TASKS AND EXERCISES →
**1)** Using the wolf hunt news brief, decide whether each statement agrees with it, answering yes or no and quoting the words that settle it: (a) Minnesota's wolf hunt begins November 3rd. (b) Governor Scott Walker mentioned the possible lawsuit in his statement. (c) 1,160 hunters won a lottery to take 116 wolves.
**2)** Answer these questions from the wolf hunt news brief:
(a) Who called Wisconsin's hunt "reckless"?
(b) In what month did the delisting occur?
(c) How many hunting permits had been issued by yesterday morning, according to the governor's office?
**3)** Print the part of the wolf hunt news brief starting with "The Badger State" and going on through "grants an injunction.".

Regional News Briefs: Groups sues to stop wolf hunts in Upper MidwestRegional News
-- Two national groups -- The Fund for Animals and the Humane Society of the United States -- says they'll ask a federal judge in Washington to put the grey wolf back on the endangered species list and stop this fall's hunts in Minnesota and Wisconsin.
WASHINGTON D.C. -- Two national groups -- The Fund for Animals and the Humane Society of the United States -- says they'll ask a federal judge in Washington to put the grey wolf back on the endangered species list and stop this fall's hunts in Minnesota and Wisconsin.
The Badger State 's wolf hunt is already underway and Minnesota 's begins November 3rd, but U.S. Humane Society Minnesota spokesman Howard Goldman says because those hunts continue into next year, they could be stopped if a court grants an injunction.
The Minnesota DNR says it thoroughly studied Minnesota's wolf population and a hunt poses no threat. Wisconsin’s wolf hunt will keep going. The season began yesterday, and the DNR’s Kurt Thiede said it will continue as required by state law. In a statement after the notice was filed, Governor Scott Walker called the start of the wolf hunt a “landmark day.” He made no mention of the possible lawsuit. But Walker defended the hunt, saying Wisconsin’s wolf population had reached a point in which quote, “this public harvest is necessary to maintain a safe balance.” The governor’s office said over 600 hunting permits had been issued by yesterday morning. 1,160 hunters won a lottery to take 116 wolves between now and next February.
Two previous lawsuits prevented Upper Midwest wolves from being taken off the federal endangered species’ list. The delisting occurred in January, and Wisconsin lawmakers almost immediately worked to create the hunting season. U.S. Humane Society president Wayne Pacelle called Wisconsin’s hunt “reckless,” and he said Minnesota broke a promise to wait five years before its hunt. Minnesota’s DNR said it thoroughly studied the issue, and decided a hunt would not be detrimental to its wolf population.

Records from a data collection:
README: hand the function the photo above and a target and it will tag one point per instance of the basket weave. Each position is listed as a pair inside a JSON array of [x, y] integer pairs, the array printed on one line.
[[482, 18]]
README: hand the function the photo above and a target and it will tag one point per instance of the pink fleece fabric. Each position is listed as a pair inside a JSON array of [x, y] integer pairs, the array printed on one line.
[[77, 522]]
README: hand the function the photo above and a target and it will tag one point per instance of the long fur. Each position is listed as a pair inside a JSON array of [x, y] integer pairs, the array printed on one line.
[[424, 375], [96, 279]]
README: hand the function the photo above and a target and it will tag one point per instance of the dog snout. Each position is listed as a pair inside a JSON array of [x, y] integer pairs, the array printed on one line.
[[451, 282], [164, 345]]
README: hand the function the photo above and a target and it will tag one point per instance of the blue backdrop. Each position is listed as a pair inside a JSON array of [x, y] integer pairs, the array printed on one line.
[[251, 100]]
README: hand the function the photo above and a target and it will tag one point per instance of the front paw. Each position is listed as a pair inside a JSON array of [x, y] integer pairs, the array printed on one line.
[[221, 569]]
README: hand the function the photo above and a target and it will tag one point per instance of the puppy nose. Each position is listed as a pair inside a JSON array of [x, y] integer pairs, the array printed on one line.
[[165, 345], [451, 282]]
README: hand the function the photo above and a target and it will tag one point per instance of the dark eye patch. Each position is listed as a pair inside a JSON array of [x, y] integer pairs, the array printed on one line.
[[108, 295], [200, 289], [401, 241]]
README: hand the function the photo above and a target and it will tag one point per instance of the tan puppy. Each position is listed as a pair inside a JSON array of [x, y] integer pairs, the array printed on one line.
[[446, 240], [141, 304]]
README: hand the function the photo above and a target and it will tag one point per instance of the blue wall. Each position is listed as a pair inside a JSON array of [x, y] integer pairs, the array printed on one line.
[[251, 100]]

SOLUTIONS PER TASK →
**1)**
(a) Yes: "The Badger State 's wolf hunt is already underway and Minnesota 's begins November 3rd"
(b) No: "He made no mention of the possible lawsuit."
(c) Yes: "1,160 hunters won a lottery to take 116 wolves between now and next February."

**2)**
(a) U.S. Humane Society president Wayne Pacelle
(b) January
(c) Over 600

**3)**
The Badger State 's wolf hunt is already underway and Minnesota 's begins November 3rd, but U.S. Humane Society Minnesota spokesman Howard Goldman says because those hunts continue into next year, they could be stopped if a court grants an injunction.